La différence entre martyr et kamikaze ou djihadiste
La différence entre martyr et kamikaze ou djihadiste
Homélie pour le 3° dimanche de Pâques / Année B
15/04/2018
Cf. également :
Un manager nommé Jésus
Des brebis, un berger, un loup
Prenez la porte
L’agneau mystique de Van Eyck
La Résurrection est un passif
Le berger et la porte
Jesus as a servant leader
Du bon usage des leaders et du leadership
« Une vie offerte ne peut pas être perdue ». Les mots de Mgr Planet, évêque de Carcassonne, en hommage au lieutenant-colonel Arnaud Beltrame résonnent encore à nos oreilles pendant ce temps pascal. Particulièrement en ce dimanche du Bon Pasteur : « le bon berger donne sa vie pour ses brebis. Le mercenaire s’enfuit dès que viennent les voleurs » (Jn 10, 11-18)…
Nul doute qu’Arnaud Beltrame incarne cette valeur évangélique du don de soi pour que l’autre vive. Sa femme a d’ailleurs témoigné que ce sens du sacrifice était pour lui inséparable de sa récente foi chrétienne de baptisé adulte. En cela, il est pour les chrétiens une figure de sainteté et pas seulement d’héroïsme. Le Père Maximilien Kolbe a été canonisé pour avoir pris volontairement la place d’un père de famille qui allait être condamné à mourir de faim à Auschwitz en représailles d’évasion. L’Église pourrait de même déclarer saint Arnaud Beltrame, qui a pris la place d’une hôtesse de caisse d’un Super U prise en otage par un djihadiste en pleine folie meurtrière.
Comme quoi le profil du Bon Pasteur n’est pas réservé aux prêtres !

▸ Consigne à suivre
Recopiez mot pour mot, du début à la fin, l'homélie ci-dessus sur la différence entre martyr et kamikaze ou djihadiste. Les enregistrements qui suivent ne sont pas nécessaires.

▸ Entrées répertoriées
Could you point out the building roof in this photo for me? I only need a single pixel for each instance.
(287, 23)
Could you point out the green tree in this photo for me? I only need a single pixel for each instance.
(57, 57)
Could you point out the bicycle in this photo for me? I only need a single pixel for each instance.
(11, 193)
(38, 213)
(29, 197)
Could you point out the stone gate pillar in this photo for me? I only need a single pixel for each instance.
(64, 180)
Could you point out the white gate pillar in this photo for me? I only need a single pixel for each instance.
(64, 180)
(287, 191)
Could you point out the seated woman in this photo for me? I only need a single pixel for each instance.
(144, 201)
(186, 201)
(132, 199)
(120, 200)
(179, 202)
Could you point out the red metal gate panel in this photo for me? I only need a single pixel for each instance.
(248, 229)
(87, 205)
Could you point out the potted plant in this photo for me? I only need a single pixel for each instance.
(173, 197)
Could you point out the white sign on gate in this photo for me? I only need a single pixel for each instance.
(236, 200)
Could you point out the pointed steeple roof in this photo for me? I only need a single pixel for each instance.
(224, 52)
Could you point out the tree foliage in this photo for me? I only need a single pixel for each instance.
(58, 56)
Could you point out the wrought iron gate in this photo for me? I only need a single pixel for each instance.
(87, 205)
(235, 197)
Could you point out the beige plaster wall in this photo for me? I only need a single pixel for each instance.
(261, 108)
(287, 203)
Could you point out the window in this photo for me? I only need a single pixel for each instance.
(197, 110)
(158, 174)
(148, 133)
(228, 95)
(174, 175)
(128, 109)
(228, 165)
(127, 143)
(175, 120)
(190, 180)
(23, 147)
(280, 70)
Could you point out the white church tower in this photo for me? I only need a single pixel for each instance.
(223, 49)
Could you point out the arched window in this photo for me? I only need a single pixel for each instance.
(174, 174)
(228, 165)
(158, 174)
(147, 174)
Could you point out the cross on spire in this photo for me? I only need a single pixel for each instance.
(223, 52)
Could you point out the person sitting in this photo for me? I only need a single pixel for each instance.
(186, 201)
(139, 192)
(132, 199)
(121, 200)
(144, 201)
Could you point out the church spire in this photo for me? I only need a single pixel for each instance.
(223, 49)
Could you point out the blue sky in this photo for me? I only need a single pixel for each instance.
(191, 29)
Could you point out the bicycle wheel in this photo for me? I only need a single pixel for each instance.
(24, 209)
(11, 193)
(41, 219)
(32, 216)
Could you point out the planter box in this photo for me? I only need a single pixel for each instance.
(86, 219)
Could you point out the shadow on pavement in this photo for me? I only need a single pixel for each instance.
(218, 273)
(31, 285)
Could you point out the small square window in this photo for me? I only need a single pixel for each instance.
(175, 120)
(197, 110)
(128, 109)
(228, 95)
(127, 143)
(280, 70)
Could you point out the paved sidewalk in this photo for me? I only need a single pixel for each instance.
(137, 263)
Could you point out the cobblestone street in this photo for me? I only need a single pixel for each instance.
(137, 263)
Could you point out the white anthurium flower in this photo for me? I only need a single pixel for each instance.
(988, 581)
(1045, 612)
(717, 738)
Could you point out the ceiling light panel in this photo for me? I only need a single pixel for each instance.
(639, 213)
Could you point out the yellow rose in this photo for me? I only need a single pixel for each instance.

▸ Solution proposée
La différence entre martyr et kamikaze ou djihadiste
La différence entre martyr et kamikaze ou djihadiste
Homélie pour le 3° dimanche de Pâques / Année B
15/04/2018
Cf. également :
Un manager nommé Jésus
Des brebis, un berger, un loup
Prenez la porte
L’agneau mystique de Van Eyck
La Résurrection est un passif
Le berger et la porte
Jesus as a servant leader
Du bon usage des leaders et du leadership
« Une vie offerte ne peut pas être perdue ». Les mots de Mgr Planet, évêque de Carcassonne, en hommage au lieutenant-colonel Arnaud Beltrame résonnent encore à nos oreilles pendant ce temps pascal. Particulièrement en ce dimanche du Bon Pasteur : « le bon berger donne sa vie pour ses brebis. Le mercenaire s’enfuit dès que viennent les voleurs » (Jn 10, 11-18)…
Nul doute qu’Arnaud Beltrame incarne cette valeur évangélique du don de soi pour que l’autre vive. Sa femme a d’ailleurs témoigné que ce sens du sacrifice était pour lui inséparable de sa récente foi chrétienne de baptisé adulte. En cela, il est pour les chrétiens une figure de sainteté et pas seulement d’héroïsme. Le Père Maximilien Kolbe a été canonisé pour avoir pris volontairement la place d’un père de famille qui allait être condamné à mourir de faim à Auschwitz en représailles d’évasion. L’Église pourrait de même déclarer saint Arnaud Beltrame, qui a pris la place d’une hôtesse de caisse d’un Super U prise en otage par un djihadiste en pleine folie meurtrière.
Comme quoi le profil du Bon Pasteur n’est pas réservé aux prêtres !